Selected passage:

▼

Recently, I heard a different view, in one of Governor Andrew Cuomo’s daily briefings from New York. Following those briefings, I have never heard him talk about going back to normal. Instead, he cautions against it.

I have heard him talk quite openly and personally about not being able to visit with his elderly mother or his infected brother. I have heard him reveal publicly his own guilt about before, when he was too often too busy to visit Mom (he calls her “Mom”) when he could have. He considers this, then states as a simple matter of fact that not being able to do these things right now are necessary losses. I also have observed him light up the room as he talks about the unexpected gift of getting to spend time with his grown daughters who are staying-at-home and socially isolating with him. He willingly shares his reflections on his own experiences and circumstances, for our benefit.

And when he talks about what comes next, not now but when the time comes, he talks about rebuilding better, renewal. He talks about taking the lessons learned during the worst of the epidemic and the shutdown and using them for good. He treads on dangerously thin and frankly hallowed ice when he invokes memories of 9/11, before coronavirus, our most recent worst shared tragedy. After 9/11, he asserts, New York and even the United States came back better than before. He asserts that New York learned lessons from the devastation of Hurricane Sandy and rebuilt better.

Agree or not on the specific outcomes of 9/11 or Hurricane Sandy, he rejects the notion of going “back to normal.” Surely, he says, we can learn and do better. This is wholly unlike the mantra of make America [or New York] great again, which is, of course, just another way of saying let’s get back to normal.

This is our opportunity. We will face emergencies again, climate change is bearing down on us, we are inextricably linked globally, and we have uncovered flaws in our society, our economic, government, health care, and other systems that need fixing. We cannot and should not just go back. If we go through all this pain and suffering and inconvenience and desperation and learn exactly nothing, it would be shameful. If we learn but do not apply the lessons going forward, it would be worse than shameful.

For those of us who survive:
   Never forget.
   Go forward.
   Do better.
   Do good

Let’s make this time mean something.

02 April 2020

Rationing of Health Care


Suddenly, rationing of health care has become real to Americans because of the COVID-19 epidemic.  I want to cry.  I also feel the urge to laugh, hysterically.

▲

Data extract:
▼

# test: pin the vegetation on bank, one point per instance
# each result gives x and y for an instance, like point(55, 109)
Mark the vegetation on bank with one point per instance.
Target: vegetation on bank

▲

Your objective: Pick up the essay on the pandemic above right after its last sentence and keep writing the section on rationing of health care.

Exercise output:
Rationing has always been real to some Americans.  It’s the American way:

For the uninsured part-time worker who puts off going to the doctor because the sign in reception says, “fee is payable at the time of visit.”

For the full-time worker with or without insurance who cannot take time off for fear of losing their low-wage job.

For the Medicaid or Medicare beneficiary who cannot find a provider in their community who will accept public insurance.

For the single parent who sets aside their own health needs and instead puts every resource, however meager, into keeping their children healthy.

For the underinsured with high co-pays and/or deductibles who must choose between health care and rent or food.

For the folks living in the rural areas chronically underserved by the health care system.

For the impoverished who lack transportation to doctor appointments.

For those living so distant from a health care facility that seeking care, even in an emergency, is impractical or impossible.

For those navigating poverty who accepted illness without medical intervention before and bravely hope that their family member will be lucky again this time.

For anyone who is uninsured and therefore faces the highest prices, because it takes insurance to benefit from negotiated discounts.

For someone simply denied access to care because they lack proof of insurance or ability to pay.

I could go on … and on.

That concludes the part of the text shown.